ACTIVITY:
Across the entries that follow, count each line holding "below" and state the total alone.

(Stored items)
=====

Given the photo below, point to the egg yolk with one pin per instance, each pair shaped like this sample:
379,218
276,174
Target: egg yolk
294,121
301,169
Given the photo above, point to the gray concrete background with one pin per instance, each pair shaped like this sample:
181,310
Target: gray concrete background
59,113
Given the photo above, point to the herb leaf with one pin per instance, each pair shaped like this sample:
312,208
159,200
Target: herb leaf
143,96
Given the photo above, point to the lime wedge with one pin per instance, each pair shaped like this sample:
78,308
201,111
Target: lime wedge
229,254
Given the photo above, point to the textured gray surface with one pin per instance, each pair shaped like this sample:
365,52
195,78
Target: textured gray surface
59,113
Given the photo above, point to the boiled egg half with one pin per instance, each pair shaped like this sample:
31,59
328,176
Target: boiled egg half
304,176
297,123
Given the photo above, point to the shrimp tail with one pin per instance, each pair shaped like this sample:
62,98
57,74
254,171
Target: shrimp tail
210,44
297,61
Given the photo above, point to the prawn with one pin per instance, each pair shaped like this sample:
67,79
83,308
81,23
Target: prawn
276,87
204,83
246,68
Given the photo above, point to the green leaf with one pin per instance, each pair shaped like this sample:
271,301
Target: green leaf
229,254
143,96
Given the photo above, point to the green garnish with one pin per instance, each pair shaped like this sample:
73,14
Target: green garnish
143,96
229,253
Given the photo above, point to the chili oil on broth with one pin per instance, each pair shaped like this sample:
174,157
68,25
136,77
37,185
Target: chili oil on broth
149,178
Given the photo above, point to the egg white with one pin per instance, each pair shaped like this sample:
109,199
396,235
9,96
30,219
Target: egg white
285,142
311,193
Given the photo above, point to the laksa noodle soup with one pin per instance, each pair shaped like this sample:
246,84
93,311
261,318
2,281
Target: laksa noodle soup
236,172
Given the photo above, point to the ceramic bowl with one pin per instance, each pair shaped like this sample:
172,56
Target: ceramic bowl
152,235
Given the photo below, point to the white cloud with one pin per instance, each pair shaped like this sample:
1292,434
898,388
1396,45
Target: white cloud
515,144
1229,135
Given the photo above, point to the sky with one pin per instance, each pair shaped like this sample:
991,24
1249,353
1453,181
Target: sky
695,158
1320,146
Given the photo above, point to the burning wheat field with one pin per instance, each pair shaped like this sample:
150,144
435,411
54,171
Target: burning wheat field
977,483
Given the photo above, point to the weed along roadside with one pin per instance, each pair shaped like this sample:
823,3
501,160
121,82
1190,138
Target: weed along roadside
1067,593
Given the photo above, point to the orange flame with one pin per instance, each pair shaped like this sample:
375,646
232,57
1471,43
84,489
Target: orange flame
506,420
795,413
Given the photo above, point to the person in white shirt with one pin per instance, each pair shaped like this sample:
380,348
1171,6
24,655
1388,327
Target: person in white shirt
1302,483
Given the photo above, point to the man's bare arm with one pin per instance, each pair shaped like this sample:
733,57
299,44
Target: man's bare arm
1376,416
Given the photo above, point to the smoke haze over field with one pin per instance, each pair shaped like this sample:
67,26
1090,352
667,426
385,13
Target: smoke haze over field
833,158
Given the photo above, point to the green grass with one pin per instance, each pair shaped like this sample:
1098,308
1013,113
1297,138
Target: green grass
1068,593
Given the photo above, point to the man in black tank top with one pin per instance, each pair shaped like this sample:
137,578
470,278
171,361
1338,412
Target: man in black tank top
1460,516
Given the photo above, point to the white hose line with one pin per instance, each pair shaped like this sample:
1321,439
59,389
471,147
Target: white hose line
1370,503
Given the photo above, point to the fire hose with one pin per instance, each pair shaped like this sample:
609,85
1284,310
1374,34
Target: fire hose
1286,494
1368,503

=====

WRITTEN RESPONSE:
2